◆ Exercise aim: Retype every entry below without altering anything.

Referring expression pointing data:
--------------------------------------------------

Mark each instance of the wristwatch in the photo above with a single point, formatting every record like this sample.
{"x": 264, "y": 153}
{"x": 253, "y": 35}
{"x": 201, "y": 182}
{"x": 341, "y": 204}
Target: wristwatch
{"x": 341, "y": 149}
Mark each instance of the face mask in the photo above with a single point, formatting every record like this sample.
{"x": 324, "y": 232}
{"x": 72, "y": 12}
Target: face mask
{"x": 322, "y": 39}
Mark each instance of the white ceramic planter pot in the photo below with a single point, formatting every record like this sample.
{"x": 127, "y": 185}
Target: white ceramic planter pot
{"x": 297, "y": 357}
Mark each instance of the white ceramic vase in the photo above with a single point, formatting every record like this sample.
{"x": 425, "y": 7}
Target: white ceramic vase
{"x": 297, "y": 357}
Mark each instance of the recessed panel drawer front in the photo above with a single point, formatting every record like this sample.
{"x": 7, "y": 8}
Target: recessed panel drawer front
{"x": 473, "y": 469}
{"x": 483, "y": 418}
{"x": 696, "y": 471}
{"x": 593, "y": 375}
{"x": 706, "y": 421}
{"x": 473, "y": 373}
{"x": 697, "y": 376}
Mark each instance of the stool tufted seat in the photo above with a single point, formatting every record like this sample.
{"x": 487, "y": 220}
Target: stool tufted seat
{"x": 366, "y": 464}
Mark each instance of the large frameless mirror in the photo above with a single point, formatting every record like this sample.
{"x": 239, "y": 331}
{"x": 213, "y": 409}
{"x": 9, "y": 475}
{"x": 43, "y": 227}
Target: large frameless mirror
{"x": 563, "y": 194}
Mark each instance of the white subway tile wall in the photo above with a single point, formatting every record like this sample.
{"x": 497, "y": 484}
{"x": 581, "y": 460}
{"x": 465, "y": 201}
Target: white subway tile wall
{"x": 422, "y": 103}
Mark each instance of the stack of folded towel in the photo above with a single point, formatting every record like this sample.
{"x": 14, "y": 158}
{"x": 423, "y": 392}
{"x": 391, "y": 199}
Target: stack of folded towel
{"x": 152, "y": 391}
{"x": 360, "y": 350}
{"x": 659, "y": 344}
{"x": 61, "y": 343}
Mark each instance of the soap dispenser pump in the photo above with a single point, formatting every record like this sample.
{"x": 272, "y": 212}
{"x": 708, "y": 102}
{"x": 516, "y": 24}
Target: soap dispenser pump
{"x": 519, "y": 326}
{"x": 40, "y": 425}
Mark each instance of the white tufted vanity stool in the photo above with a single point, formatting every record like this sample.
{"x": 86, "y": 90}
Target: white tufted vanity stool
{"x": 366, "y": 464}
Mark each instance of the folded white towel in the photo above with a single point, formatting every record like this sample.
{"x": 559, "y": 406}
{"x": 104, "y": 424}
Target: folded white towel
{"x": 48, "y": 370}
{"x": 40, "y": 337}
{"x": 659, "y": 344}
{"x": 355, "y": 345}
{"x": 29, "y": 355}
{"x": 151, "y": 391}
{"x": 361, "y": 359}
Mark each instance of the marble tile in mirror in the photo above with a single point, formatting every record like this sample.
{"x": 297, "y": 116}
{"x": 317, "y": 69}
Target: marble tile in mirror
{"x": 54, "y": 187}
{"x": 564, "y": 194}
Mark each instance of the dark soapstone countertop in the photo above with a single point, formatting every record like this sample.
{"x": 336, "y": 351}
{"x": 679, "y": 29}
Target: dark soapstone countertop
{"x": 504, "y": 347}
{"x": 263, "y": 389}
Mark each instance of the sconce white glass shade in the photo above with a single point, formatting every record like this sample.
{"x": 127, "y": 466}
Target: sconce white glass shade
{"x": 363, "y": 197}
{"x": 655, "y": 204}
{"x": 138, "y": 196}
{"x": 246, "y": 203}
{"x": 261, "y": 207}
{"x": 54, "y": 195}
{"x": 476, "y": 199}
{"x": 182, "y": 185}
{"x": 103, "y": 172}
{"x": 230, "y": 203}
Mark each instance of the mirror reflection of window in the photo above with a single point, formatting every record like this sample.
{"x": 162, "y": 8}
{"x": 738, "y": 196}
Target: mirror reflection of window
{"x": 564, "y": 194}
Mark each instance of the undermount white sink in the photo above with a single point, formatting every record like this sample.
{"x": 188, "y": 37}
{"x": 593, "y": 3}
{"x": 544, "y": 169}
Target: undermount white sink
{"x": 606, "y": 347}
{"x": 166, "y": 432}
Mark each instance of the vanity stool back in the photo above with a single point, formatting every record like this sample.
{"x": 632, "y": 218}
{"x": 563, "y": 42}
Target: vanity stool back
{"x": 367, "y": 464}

--------------------------------------------------

◆ Exercise solution:
Mark each instance of the wristwatch in the photo above with a single point, formatting every record like this sample.
{"x": 264, "y": 153}
{"x": 253, "y": 35}
{"x": 201, "y": 182}
{"x": 341, "y": 204}
Target: wristwatch
{"x": 341, "y": 149}
Mark each instance of the face mask in the photo above with a single point, formatting every record like this sample.
{"x": 324, "y": 232}
{"x": 72, "y": 12}
Target: face mask
{"x": 322, "y": 39}
Mark each instance of the white ceramic planter pot in the photo below with a single point, formatting every record like this sample.
{"x": 127, "y": 185}
Target: white ceramic planter pot
{"x": 297, "y": 357}
Mark each instance of the white ceramic vase in the photo above with a single point, formatting every record like this sample.
{"x": 425, "y": 7}
Target: white ceramic vase
{"x": 297, "y": 357}
Mark each instance of the recessed panel drawer front in the photo above with a single point, formatting every record like this sample.
{"x": 7, "y": 8}
Target: recessed panel drawer front
{"x": 473, "y": 469}
{"x": 483, "y": 418}
{"x": 696, "y": 471}
{"x": 593, "y": 375}
{"x": 706, "y": 421}
{"x": 473, "y": 373}
{"x": 697, "y": 376}
Mark each instance of the stool tufted seat in the photo above with a single point, formatting every record like this sample.
{"x": 487, "y": 220}
Target: stool tufted seat
{"x": 366, "y": 464}
Mark each instance of the large frameless mirror in the photo above with a single point, formatting every record like this sample.
{"x": 239, "y": 331}
{"x": 213, "y": 409}
{"x": 9, "y": 475}
{"x": 43, "y": 227}
Target: large frameless mirror
{"x": 563, "y": 194}
Mark each instance of the white subway tile wall in the photo above with a single point, formatting every record like this sample.
{"x": 497, "y": 484}
{"x": 581, "y": 460}
{"x": 465, "y": 201}
Target: white subway tile wall
{"x": 422, "y": 103}
Mark each instance of the stack of folded towel in the photo above with a single point, formatting every record like this sample.
{"x": 14, "y": 158}
{"x": 423, "y": 392}
{"x": 391, "y": 199}
Target: stack of folded towel
{"x": 152, "y": 391}
{"x": 360, "y": 350}
{"x": 659, "y": 344}
{"x": 61, "y": 343}
Mark each instance of the soap dispenser pump in the photo above with a single point, formatting every record like this sample.
{"x": 272, "y": 212}
{"x": 708, "y": 102}
{"x": 516, "y": 24}
Target: soap dispenser pump
{"x": 519, "y": 326}
{"x": 40, "y": 425}
Mark each instance of the white tufted vanity stool in the photo above with a single point, formatting every record like this sample.
{"x": 86, "y": 90}
Target: white tufted vanity stool
{"x": 366, "y": 464}
Mark each instance of the folded white towel in the photo above with a single point, formatting every record like this sample.
{"x": 559, "y": 406}
{"x": 104, "y": 424}
Target: folded white towel
{"x": 48, "y": 370}
{"x": 40, "y": 337}
{"x": 659, "y": 344}
{"x": 355, "y": 345}
{"x": 29, "y": 355}
{"x": 151, "y": 391}
{"x": 361, "y": 359}
Mark each instance of the marble tile in mirror in the photo above with a single point, formatting every record like this sample.
{"x": 297, "y": 116}
{"x": 317, "y": 69}
Target: marble tile in mirror
{"x": 54, "y": 187}
{"x": 564, "y": 194}
Mark each instance of the dark soapstone countertop in the photo above with a single point, formatting every record like this sample.
{"x": 336, "y": 351}
{"x": 679, "y": 29}
Target: dark soapstone countertop
{"x": 504, "y": 347}
{"x": 263, "y": 389}
Mark each instance of the sconce white glass shade in the photo above with a single point, formatting every record like this sample.
{"x": 127, "y": 466}
Target: sconce white glass shade
{"x": 363, "y": 197}
{"x": 655, "y": 204}
{"x": 138, "y": 196}
{"x": 246, "y": 203}
{"x": 261, "y": 207}
{"x": 54, "y": 195}
{"x": 476, "y": 199}
{"x": 182, "y": 185}
{"x": 103, "y": 172}
{"x": 230, "y": 203}
Mark each instance of the mirror reflection of window in the photo above with a single point, formatting every record like this sample.
{"x": 162, "y": 8}
{"x": 738, "y": 196}
Target: mirror reflection of window
{"x": 564, "y": 194}
Mark each instance of the undermount white sink in the photo above with a single point, formatting every record like this sample.
{"x": 188, "y": 37}
{"x": 593, "y": 3}
{"x": 544, "y": 169}
Target: undermount white sink
{"x": 606, "y": 347}
{"x": 166, "y": 432}
Mark each instance of the vanity stool back in the photo above with a single point, formatting every record like this sample.
{"x": 632, "y": 218}
{"x": 563, "y": 42}
Target: vanity stool back
{"x": 367, "y": 464}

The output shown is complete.